> Problem details
Reproduce the stretch of data from the line containing "of the tree" through the line containing "Target: grassy embankment", character for character, with both of those lines included.

--- Start Listed records ---

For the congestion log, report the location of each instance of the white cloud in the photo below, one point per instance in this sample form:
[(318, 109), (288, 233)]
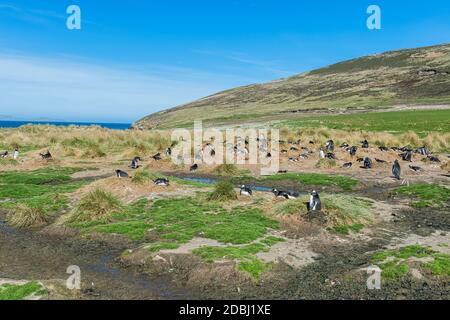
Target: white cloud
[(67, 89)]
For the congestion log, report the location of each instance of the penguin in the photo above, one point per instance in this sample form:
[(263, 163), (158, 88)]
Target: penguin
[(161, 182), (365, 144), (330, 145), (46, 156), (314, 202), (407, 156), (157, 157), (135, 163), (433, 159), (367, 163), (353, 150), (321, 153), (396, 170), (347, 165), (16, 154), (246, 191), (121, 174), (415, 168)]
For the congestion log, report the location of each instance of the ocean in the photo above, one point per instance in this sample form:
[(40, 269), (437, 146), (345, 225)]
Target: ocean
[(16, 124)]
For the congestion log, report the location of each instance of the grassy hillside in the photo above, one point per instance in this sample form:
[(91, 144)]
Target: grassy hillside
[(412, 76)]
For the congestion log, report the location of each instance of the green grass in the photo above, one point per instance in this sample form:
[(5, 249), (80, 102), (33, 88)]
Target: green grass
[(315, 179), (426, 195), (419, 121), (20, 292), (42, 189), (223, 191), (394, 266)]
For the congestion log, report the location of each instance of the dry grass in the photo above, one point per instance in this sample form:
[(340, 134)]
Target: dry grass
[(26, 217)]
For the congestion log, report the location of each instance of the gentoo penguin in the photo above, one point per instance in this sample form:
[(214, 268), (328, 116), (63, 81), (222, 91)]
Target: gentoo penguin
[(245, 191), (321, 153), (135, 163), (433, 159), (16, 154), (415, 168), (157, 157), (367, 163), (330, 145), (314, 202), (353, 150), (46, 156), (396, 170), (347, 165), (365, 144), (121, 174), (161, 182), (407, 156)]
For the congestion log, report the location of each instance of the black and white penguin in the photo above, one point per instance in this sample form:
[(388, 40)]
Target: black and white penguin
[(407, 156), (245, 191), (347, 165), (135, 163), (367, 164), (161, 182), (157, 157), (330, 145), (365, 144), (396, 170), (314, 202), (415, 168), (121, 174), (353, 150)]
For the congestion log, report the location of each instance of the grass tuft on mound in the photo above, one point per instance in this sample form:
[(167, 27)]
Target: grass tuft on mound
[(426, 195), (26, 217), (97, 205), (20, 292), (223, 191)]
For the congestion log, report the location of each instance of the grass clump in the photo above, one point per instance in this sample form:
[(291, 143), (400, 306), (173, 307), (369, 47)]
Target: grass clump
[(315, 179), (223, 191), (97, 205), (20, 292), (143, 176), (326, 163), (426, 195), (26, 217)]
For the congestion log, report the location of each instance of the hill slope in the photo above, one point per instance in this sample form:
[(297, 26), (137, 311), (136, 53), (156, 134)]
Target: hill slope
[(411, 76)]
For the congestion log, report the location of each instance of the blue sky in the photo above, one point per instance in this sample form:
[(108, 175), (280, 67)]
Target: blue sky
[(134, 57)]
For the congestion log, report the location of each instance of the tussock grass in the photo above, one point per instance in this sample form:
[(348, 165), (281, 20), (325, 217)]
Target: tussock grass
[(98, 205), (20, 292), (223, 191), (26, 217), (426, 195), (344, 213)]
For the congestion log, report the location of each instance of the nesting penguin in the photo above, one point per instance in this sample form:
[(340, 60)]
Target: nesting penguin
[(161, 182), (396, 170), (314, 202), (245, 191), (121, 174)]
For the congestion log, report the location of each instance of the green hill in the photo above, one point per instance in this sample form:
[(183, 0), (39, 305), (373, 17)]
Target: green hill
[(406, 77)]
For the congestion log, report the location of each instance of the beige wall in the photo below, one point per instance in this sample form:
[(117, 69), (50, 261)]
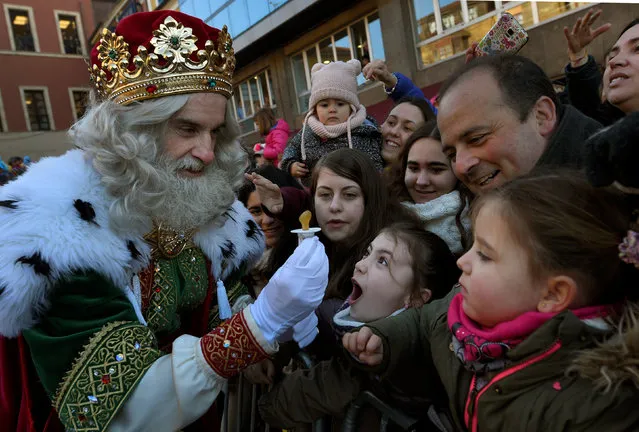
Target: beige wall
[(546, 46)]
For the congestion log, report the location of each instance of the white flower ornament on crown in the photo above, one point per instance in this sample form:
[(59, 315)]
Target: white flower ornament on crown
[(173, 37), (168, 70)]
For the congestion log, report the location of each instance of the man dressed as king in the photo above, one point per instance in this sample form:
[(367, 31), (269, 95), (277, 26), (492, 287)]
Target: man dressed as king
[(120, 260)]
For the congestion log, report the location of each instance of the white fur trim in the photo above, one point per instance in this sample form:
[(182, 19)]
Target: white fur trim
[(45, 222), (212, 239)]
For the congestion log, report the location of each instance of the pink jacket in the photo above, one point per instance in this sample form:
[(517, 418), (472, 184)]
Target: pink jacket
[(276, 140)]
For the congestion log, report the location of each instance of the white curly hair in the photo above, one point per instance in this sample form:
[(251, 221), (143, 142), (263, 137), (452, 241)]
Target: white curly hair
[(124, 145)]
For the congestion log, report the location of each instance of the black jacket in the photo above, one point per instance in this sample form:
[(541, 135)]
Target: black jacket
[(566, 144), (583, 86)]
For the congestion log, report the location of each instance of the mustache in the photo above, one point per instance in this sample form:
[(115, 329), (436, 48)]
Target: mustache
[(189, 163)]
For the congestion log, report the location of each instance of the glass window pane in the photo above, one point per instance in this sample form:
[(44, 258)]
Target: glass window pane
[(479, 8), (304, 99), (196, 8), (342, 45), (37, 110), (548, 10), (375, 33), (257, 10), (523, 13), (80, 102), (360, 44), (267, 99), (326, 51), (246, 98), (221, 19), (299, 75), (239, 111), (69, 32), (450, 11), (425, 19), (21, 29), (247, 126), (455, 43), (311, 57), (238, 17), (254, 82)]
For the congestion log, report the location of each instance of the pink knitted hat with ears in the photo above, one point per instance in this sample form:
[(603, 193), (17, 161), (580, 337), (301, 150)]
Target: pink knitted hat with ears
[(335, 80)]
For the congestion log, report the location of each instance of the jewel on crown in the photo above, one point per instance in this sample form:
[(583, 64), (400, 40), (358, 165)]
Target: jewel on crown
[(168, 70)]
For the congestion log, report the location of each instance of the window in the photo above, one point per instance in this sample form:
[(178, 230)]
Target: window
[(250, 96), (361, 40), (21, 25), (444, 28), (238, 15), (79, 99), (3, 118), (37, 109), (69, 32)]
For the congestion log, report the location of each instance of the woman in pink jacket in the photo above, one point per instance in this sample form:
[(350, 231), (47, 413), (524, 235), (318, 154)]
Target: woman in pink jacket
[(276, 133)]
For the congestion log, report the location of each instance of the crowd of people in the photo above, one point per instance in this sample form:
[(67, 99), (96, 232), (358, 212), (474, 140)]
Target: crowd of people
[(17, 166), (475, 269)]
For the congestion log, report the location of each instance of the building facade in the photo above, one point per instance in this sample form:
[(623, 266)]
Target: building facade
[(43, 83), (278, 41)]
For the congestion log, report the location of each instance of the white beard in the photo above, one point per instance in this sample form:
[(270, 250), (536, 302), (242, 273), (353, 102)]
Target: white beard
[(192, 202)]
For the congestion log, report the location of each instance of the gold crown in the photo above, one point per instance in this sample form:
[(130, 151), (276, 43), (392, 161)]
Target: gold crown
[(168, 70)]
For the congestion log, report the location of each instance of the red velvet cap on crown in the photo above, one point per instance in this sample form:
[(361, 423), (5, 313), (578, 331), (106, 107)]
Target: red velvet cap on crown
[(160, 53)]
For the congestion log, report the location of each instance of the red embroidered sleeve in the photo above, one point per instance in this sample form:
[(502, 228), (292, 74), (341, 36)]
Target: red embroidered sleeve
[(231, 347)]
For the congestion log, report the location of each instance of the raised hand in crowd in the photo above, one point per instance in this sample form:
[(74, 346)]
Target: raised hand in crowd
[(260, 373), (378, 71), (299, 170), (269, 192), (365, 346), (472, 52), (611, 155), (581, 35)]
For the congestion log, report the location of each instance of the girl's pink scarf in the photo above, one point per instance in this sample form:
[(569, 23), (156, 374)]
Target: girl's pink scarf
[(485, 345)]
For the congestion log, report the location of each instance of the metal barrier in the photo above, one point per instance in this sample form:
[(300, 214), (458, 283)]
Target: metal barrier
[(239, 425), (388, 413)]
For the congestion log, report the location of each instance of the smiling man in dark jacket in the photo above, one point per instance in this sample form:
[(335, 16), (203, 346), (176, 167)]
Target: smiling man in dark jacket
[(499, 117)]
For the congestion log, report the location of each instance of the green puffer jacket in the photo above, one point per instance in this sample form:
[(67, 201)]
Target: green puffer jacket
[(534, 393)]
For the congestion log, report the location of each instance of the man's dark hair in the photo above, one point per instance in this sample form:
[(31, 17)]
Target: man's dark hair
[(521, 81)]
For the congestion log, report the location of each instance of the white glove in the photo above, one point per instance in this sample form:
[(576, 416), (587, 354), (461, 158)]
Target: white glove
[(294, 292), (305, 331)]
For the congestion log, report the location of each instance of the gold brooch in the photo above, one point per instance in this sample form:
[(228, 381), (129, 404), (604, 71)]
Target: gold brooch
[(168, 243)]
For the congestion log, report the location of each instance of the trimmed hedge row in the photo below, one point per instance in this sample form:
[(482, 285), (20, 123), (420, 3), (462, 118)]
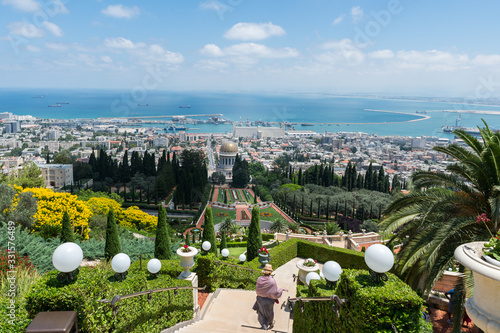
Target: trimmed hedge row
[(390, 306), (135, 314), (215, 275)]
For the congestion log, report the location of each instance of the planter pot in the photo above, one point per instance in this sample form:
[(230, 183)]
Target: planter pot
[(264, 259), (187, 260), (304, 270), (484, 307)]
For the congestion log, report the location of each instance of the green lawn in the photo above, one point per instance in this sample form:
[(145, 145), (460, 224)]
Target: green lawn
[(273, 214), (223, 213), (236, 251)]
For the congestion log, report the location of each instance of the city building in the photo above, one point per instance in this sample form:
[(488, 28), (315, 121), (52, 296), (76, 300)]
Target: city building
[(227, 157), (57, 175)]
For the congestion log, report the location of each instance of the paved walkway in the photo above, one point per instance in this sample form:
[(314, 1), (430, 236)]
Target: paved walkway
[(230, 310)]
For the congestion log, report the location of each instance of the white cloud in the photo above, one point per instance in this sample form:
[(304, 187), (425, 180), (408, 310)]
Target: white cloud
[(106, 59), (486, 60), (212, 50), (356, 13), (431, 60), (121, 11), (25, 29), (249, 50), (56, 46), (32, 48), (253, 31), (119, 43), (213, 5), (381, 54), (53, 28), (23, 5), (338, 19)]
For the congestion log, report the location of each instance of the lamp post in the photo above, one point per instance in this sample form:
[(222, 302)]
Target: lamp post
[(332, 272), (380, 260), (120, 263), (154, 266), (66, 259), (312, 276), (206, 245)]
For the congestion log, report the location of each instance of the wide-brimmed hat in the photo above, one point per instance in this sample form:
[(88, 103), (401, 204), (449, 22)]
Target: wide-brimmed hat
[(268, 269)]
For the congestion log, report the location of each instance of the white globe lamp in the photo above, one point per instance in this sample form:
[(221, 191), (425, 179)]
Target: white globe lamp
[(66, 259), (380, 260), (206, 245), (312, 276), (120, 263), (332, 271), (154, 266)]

--- End Listed records ---
--- Start Listed records ---

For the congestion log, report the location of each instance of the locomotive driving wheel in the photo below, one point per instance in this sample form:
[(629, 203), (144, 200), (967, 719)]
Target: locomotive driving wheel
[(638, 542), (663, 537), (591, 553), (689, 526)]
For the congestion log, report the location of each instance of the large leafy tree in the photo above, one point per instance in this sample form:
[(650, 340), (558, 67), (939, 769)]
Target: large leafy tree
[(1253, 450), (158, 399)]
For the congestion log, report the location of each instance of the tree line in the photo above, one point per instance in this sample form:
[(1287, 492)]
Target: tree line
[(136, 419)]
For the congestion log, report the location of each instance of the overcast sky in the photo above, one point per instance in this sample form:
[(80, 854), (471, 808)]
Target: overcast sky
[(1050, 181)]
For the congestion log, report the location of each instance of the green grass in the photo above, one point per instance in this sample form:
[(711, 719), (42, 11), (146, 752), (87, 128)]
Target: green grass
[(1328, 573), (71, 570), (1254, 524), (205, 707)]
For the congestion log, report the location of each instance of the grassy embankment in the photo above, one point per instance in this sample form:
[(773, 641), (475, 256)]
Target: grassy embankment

--- End Listed records ---

> Solution for this exercise
For the congestion log, report the location of each instance of the tree line in the photo above, one point per instance in this sample form:
[(1287, 492)]
Target: tree line
[(136, 419)]
For the congestion log, report the location of each instance of the overcast sky in the photo above, one point per instance in this sample form:
[(80, 854), (471, 808)]
Target: overcast sky
[(1050, 181)]
For the congestion log, report the location of each instance of the green grass in the photo above, one point per instance in this sample form:
[(711, 719), (42, 11), (146, 752), (87, 128)]
Target: green grass
[(1328, 573), (71, 570), (1254, 524), (205, 707)]
For the congestion log, report the location of each instance of the grassy embankment in the photo above, one point per instance in this sample form:
[(773, 641), (475, 256)]
Target: grassy embankment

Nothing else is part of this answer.